Texte =
◆ ◆ ◆ ◆
Gilles Moretton : "Travaillons ensemble pour le bien du tennis..."
INTERVIEWGilles Moretton sera-t-il réélu président de la Fédération Française de Tennis ? La réponse sera donnée le 14 décembre 2024, lors de l'assemblée générale élective. Elu en 2021, l'ancien 65e joueur mondial a traversé des périodes de turbulences mais reste favori face à son rival Germain Roesch, président de la Ligue Ile-de-France. Secoué par une affaire de détournement de biens et de corruption, classée sans suite, Gilles Moretton a également dû répondre au mauvais climat social. Un régime autoritaire avec de nombreux départs avait été dénoncé. Pour Tennis Actu, le président Moretton est revenu sur les différentes accusations et critiques à son encontre. Il a également dressé le bilan de son premier mandat et présenté son projet pour le futur. "Le travail a porté ses fruits. La plus grande satisfaction est dans l’humain. (...) On est reparti parce qu’on considère que le travail effectué n’est pas terminé". ENTRETIEN.
L'ENTRETIEN Gilles Moretton sur Tennis Actu
"Soyons unis ! La Fédération n’appartient à personne, pas à Gilles Moretton, ni personne d’autre"
Gilles Moretton, vous présentiez votre programme à Tennis Actu il y a quatre ans. Cette fois, c’est reparti pour une nouvelle campagne en 2024.
◆ ◆ ◆ ◆
Données brutes =
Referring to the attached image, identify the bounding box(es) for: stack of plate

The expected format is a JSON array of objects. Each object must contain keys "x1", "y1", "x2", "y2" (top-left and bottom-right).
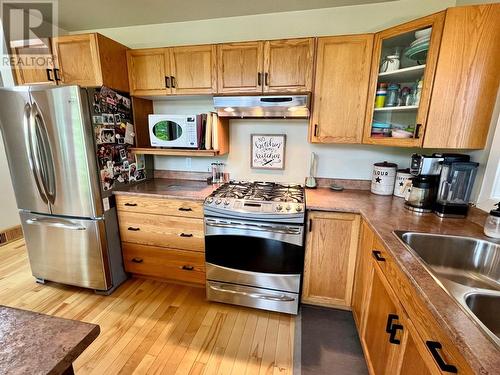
◆ ◆ ◆ ◆
Liste des activités =
**A)** D'après le texte sur Gilles Moretton, à quelle date se tiendra l'assemblée générale élective de la Fédération Française de Tennis ?
**B)** Recopiez le passage du texte sur Gilles Moretton qui commence aux mots « L'ENTRETIEN Gilles Moretton » et s'arrête après les mots « campagne en 2024. ».

Réponses par tâche =
**A)** Le 14 décembre 2024.

**B)**
L'ENTRETIEN Gilles Moretton sur Tennis Actu
"Soyons unis ! La Fédération n’appartient à personne, pas à Gilles Moretton, ni personne d’autre"
Gilles Moretton, vous présentiez votre programme à Tennis Actu il y a quatre ans. Cette fois, c’est reparti pour une nouvelle campagne en 2024.